> [Your goal]: Turn the lines below into a JSON list of strings, one string per line, leaving out blank lines.

------------------------------------------------------------

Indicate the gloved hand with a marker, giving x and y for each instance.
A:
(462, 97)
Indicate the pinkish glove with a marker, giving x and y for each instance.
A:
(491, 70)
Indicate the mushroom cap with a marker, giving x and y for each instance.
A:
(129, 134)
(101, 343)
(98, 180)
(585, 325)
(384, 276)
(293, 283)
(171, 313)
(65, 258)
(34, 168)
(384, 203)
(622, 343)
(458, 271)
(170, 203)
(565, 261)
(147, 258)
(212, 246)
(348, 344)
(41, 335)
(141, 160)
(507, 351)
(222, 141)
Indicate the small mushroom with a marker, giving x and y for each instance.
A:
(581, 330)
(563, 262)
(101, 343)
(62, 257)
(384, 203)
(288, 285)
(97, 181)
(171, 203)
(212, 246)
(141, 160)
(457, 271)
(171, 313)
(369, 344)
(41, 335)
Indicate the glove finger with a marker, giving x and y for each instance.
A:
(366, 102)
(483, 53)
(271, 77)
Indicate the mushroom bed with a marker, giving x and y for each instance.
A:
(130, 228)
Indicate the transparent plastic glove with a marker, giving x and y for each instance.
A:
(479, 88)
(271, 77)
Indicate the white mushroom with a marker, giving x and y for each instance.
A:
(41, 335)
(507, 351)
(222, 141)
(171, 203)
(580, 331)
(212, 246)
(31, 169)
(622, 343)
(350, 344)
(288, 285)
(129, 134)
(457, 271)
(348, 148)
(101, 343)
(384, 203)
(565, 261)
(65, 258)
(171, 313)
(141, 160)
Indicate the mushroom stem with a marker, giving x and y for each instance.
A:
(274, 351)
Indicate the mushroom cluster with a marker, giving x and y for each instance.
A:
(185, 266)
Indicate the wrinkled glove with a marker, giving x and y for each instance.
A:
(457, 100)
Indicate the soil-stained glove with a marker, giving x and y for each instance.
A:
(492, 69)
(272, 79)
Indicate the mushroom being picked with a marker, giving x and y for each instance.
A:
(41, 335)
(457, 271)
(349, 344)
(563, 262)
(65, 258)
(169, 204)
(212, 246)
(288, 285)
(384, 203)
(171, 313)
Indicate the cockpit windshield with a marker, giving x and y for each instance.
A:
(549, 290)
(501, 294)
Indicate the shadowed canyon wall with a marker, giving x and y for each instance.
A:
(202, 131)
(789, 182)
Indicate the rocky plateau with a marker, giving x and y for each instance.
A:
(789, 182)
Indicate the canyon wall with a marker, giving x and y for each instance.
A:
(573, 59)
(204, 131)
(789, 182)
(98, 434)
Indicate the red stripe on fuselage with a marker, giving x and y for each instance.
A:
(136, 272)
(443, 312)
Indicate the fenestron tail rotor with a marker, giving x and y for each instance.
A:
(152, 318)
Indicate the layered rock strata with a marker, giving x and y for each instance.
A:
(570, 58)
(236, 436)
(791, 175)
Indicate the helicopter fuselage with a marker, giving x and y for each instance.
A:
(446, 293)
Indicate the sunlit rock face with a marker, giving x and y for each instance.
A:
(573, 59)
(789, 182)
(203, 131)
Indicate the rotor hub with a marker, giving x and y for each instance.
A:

------------------------------------------------------------

> [Answer to the exercise]:
[
  "Indicate the gloved hand with a marker, giving x and y for each instance.",
  "A:",
  "(462, 97)",
  "Indicate the pinkish glove with a marker, giving x and y for each instance.",
  "A:",
  "(491, 70)",
  "Indicate the mushroom cap with a marker, giving x and y for each instance.",
  "A:",
  "(129, 134)",
  "(101, 343)",
  "(98, 180)",
  "(585, 325)",
  "(384, 276)",
  "(293, 283)",
  "(171, 313)",
  "(65, 258)",
  "(34, 168)",
  "(384, 203)",
  "(622, 343)",
  "(458, 271)",
  "(170, 203)",
  "(565, 261)",
  "(147, 258)",
  "(212, 246)",
  "(348, 344)",
  "(41, 335)",
  "(141, 160)",
  "(507, 351)",
  "(222, 141)",
  "Indicate the small mushroom with a marker, giving x and y for each instance.",
  "A:",
  "(581, 330)",
  "(563, 262)",
  "(101, 343)",
  "(62, 257)",
  "(384, 203)",
  "(288, 285)",
  "(97, 181)",
  "(171, 203)",
  "(212, 246)",
  "(141, 160)",
  "(457, 271)",
  "(171, 313)",
  "(369, 344)",
  "(41, 335)",
  "Indicate the glove finger with a marker, giving x and y for each instance.",
  "A:",
  "(366, 102)",
  "(483, 53)",
  "(271, 77)",
  "Indicate the mushroom bed with a marker, giving x and y for each instance.",
  "A:",
  "(130, 228)",
  "Indicate the transparent plastic glove with a marker, giving x and y for each instance.",
  "A:",
  "(479, 88)",
  "(271, 77)",
  "Indicate the white mushroom with a marker, giving x and y for each instance.",
  "A:",
  "(41, 335)",
  "(507, 351)",
  "(222, 141)",
  "(171, 203)",
  "(580, 331)",
  "(212, 246)",
  "(31, 169)",
  "(622, 343)",
  "(350, 344)",
  "(288, 285)",
  "(129, 134)",
  "(457, 271)",
  "(348, 148)",
  "(101, 343)",
  "(384, 203)",
  "(565, 261)",
  "(65, 258)",
  "(171, 313)",
  "(141, 160)",
  "Indicate the mushroom stem with a marker, giving x and y for each instance.",
  "A:",
  "(274, 351)",
  "Indicate the mushroom cluster with a marker, giving x and y for each instance.",
  "A:",
  "(185, 266)",
  "Indicate the wrinkled glove with a marker, giving x and y for each instance.",
  "A:",
  "(457, 100)",
  "Indicate the soil-stained glove with a marker, giving x and y for each instance.",
  "A:",
  "(492, 69)",
  "(272, 79)",
  "Indicate the mushroom being picked with a marker, giving x and y for each instance.",
  "A:",
  "(41, 335)",
  "(457, 271)",
  "(349, 344)",
  "(563, 262)",
  "(65, 258)",
  "(169, 204)",
  "(212, 246)",
  "(288, 285)",
  "(384, 203)",
  "(171, 313)",
  "Indicate the cockpit windshield with a marker, giving x and y for each instance.",
  "A:",
  "(549, 290)",
  "(501, 294)",
  "Indicate the shadowed canyon wall with a marker, giving x and y for each instance.",
  "A:",
  "(202, 131)",
  "(789, 182)",
  "Indicate the rocky plateau with a marker, giving x and y for each instance.",
  "A:",
  "(789, 182)",
  "Indicate the canyon wall with a marker, giving x and y for each instance.",
  "A:",
  "(573, 59)",
  "(204, 131)",
  "(789, 182)",
  "(98, 434)",
  "Indicate the red stripe on fuselage with a marker, giving x and y for each instance.",
  "A:",
  "(136, 272)",
  "(443, 312)",
  "Indicate the fenestron tail rotor with a marker, giving x and y for each instance.",
  "A:",
  "(152, 318)",
  "Indicate the layered rock strata with a marker, giving x and y for each instance.",
  "A:",
  "(570, 58)",
  "(236, 436)",
  "(791, 175)",
  "Indicate the helicopter fuselage with a marker, giving x and y for each instance.",
  "A:",
  "(446, 293)",
  "Indicate the sunlit rock face with a marker, giving x and y for each instance.",
  "A:",
  "(573, 59)",
  "(789, 182)",
  "(203, 131)",
  "Indicate the rotor hub with a marker, giving x and y for each instance.",
  "A:"
]